- **GIVEN INSTRUCTION 1**
In the post about writing Version Thirteen, which street is the Shatush restaurant and bar on?
- **GIVEN INSTRUCTION 2**
Continue the Moscow nightclub passage from Version Thirteen, starting right after its final sentence.

- **EXCERPT PROVIDED**
** Begin **

Cover of Version Thirteen

Techno Goth Punk - And Nastiness In Moscow

Sunday, 5 May 2013

I was asked recently whether I write to music. The answer is: "Yes - sometimes." 

For the new novel, Version Thirteen, with its depictions of gritty Moscow nightclubs, street violence, prostitution, drug abuse, gangsterism and general fun of a type definitely not for all the family, I found the music of my friend David Berry’s band, Calling All Astronauts, very atmospheric. They describe themselves as Urban Techno Goth, which sort of says it all. I recommend Winter of Discontent and Someone Like You, especially. These tracks were blaring out a lot as the following passage, from early on in the book, was written and revised:

"They were hemmed in on all sides by the usual crowd: beautiful women with an x-ray vision for fat wallets, the male, menopausal Eurotrash business set, self-consciously trendy Muscovites, and a liberal sprinkling of very thickset men in mirror shades.

Shatush, an ultra-slick restaurant and bar on Gogolevsky Boulevard, was pretty impressive even to Blandford’s jaded eye. The bottom half of the main bar was illuminated by a gorgeous neon blue light. The area above was cloaked in red. To look at the two blocks of colour from a distance one had the impression of a lightly electrified London bus sinking into a phosphorescent nocturnal sea. That was the kind of ambience modern drinkers wanted.  Everything was meticulously designed and the overall effect was dazzling, hypnotic.

Not that Blandford cared. Moscow felt like one big whorehouse to him – one that he and others like him were propping up with their money and false jollity. He was beginning to feel that he was the biggest whore of them all.

Just centimetres away, three women were on the bar top, gyrating to the music.  Blandford had never heard of techno-funk, but he quite liked it.  There was a Chinese girl wearing a tiny black bikini, her long dark hair flew in a whirlpool around her as she bumped and ground along with the music. Next to her was a black woman in a silver thong and acid-swirl patterns of gold body paint that emphasised the curves of her naked breasts; a white girl with long blonde hair was dancing nearest to the two men. The white girl at first seemed to be wearing a tight-fitting pinstripe suit. But Blandford soon realised that in fact she was naked, apart from a pair of stilettos, a large Homburg hat and body paint, artfully applied to give the impression of suit, shirt and tie. She was dancing just above Blandford. Her vagina had been shaved. But perhaps not that recently, judging from the just-discernible golden stubble. Nice touch.

** End **

- **COLLECTED MATERIAL**

** Begin **

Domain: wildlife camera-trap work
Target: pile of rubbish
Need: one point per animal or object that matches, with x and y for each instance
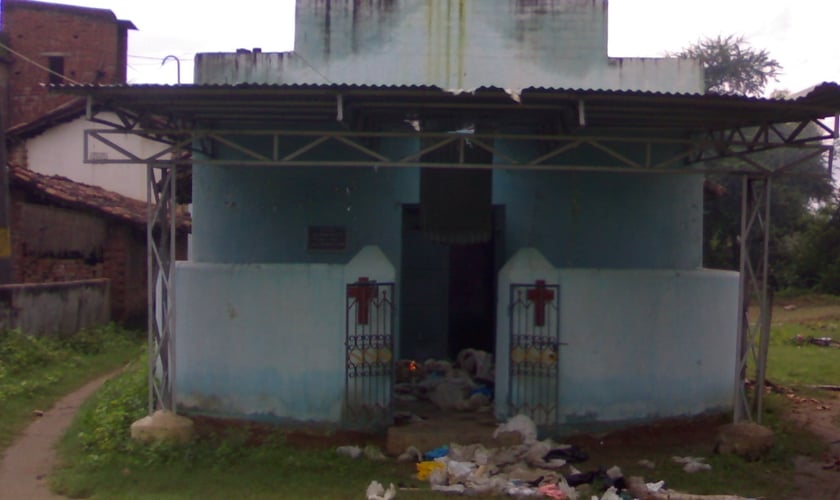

** End **

- **EXPECTED OUTPUT 1**
Gogolevsky Boulevard.

- **EXPECTED OUTPUT 2**
“It’s smoky in here,” Blandford shouted against the hubub. He dabbed at his eyes again with his handkerchief. They’d been quietly streaming all night, well before they came into the hot, heavy atmosphere of Shatush. “Shall we find a booth?”

They moved out of the bar through the main dining room. The lighting, while a little brighter, still caressed the eyes. The room was divided by intricately carved Chinese black-lacquer screens, but all the more discreet compartments were taken. They moved on through the hookah hall, where tobaccos flavoured with apple, strawberry and other, stranger fruits and scents were being smoked. Eventually, they found a booth that was invitingly empty and plumped themselves down on fat, burgundy-coloured satin cushions.

A waitress came and took their order. Medulev asked her for a bottle of Absolut Citron and a bucket of ice. He had decided that this was Blandford’s drink.

“Well, my friend, what shall we do? Anna is still working on her mystery deal. Ksenia is waiting for Spendlove to finish at Tortoise Shell. It seems advanced mechanical mathematics is more challenging than menus and wine lists.”

“I don’t know, Marat. What do you want to do?” Blandford felt the liquor hot and viscous at the back of his throat. The elation of the kill was long gone. He had his revenge. The image of the boy’s shattered cranium came back to him time and again. There was no more pleasure, but neither was there revulsion or guilt. It was just a thing he recalled, a pointless image, a picture in a stranger’s photograph album.

“Come on, let’s get laid,” said Medulev. “When was the last time you had a good fuck?..."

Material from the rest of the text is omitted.